▶ **Complete the following**:
(1) Could you reproduce everything from "In order to" down to "within field names." in the entity code walkthrough below, renaming "columnTable" to "columnList"?
(2) Can you rewrite the paragraph in the entity code walkthrough that begins "In order to do this" more briefly, keeping its main facts?

At this point we have the data structure we will be working from. We also trapped the table name and removed spaces to create the entityName value in our class builder and the entityNamePrimaryKey value for referencing our primary key class. Now we're ready to extend our tool to build some code around it.

Building the Entity Code

For the entity, we need to iterate the columns and use them as the basis for creation of:

Internal Fields
Properties
Constructor
PrimaryKey object
Clear method

In order to do this, we'll expand on our SimpleProperty method and add several new methods for creation of the other items outlined above. For each item, the code will iterate our columnTable and perform the desired action. You may choose to optimize this, but it's hardly necessary for this tool. The convention we'll use is columnName starting with lower case for internal fields, and ColumnName starting with upper case for external properties, regardless of capitalization within field names.

Properties

First of all, duplicate the SimpleProperty method and rename it to EntityProperty. Add an additional parameter isPrimary and change the type parameter to accept the type as a string. Final code will look as below:

CodeMemberProperty EntityProperty(string propName, 
          string internalName, string typeName, bool isPrimary)

▶ **Stored rows**:
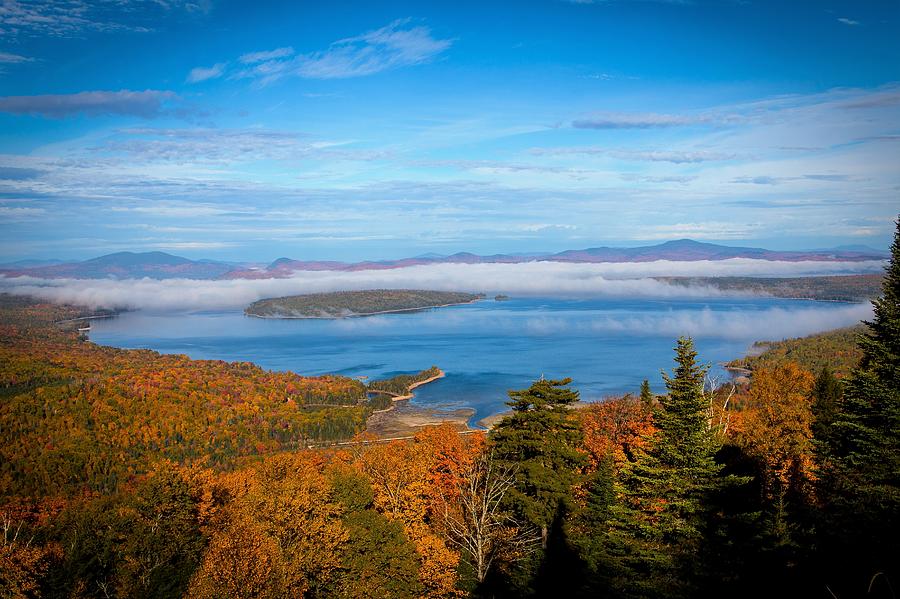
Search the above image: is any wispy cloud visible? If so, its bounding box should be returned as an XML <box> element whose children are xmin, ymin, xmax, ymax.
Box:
<box><xmin>572</xmin><ymin>112</ymin><xmax>714</xmax><ymax>129</ymax></box>
<box><xmin>0</xmin><ymin>0</ymin><xmax>210</xmax><ymax>37</ymax></box>
<box><xmin>0</xmin><ymin>52</ymin><xmax>34</xmax><ymax>64</ymax></box>
<box><xmin>187</xmin><ymin>62</ymin><xmax>225</xmax><ymax>83</ymax></box>
<box><xmin>225</xmin><ymin>19</ymin><xmax>453</xmax><ymax>85</ymax></box>
<box><xmin>0</xmin><ymin>260</ymin><xmax>883</xmax><ymax>312</ymax></box>
<box><xmin>0</xmin><ymin>89</ymin><xmax>176</xmax><ymax>118</ymax></box>
<box><xmin>238</xmin><ymin>46</ymin><xmax>294</xmax><ymax>64</ymax></box>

▶ **Per-task outputs**:
(1)
In order to do this, we'll expand on our SimpleProperty method and add several new methods for creation of the other items outlined above. For each item, the code will iterate our columnList and perform the desired action. You may choose to optimize this, but it's hardly necessary for this tool. The convention we'll use is columnName starting with lower case for internal fields, and ColumnName starting with upper case for external properties, regardless of capitalization within field names.

(2) We'll expand the SimpleProperty method and add new methods to create the other items. Each one iterates columnTable to do its work. Optimizing this is possible but hardly necessary for this tool. Internal fields are named columnName, starting lower case, and external properties are named ColumnName, starting upper case, regardless of capitalization within field names.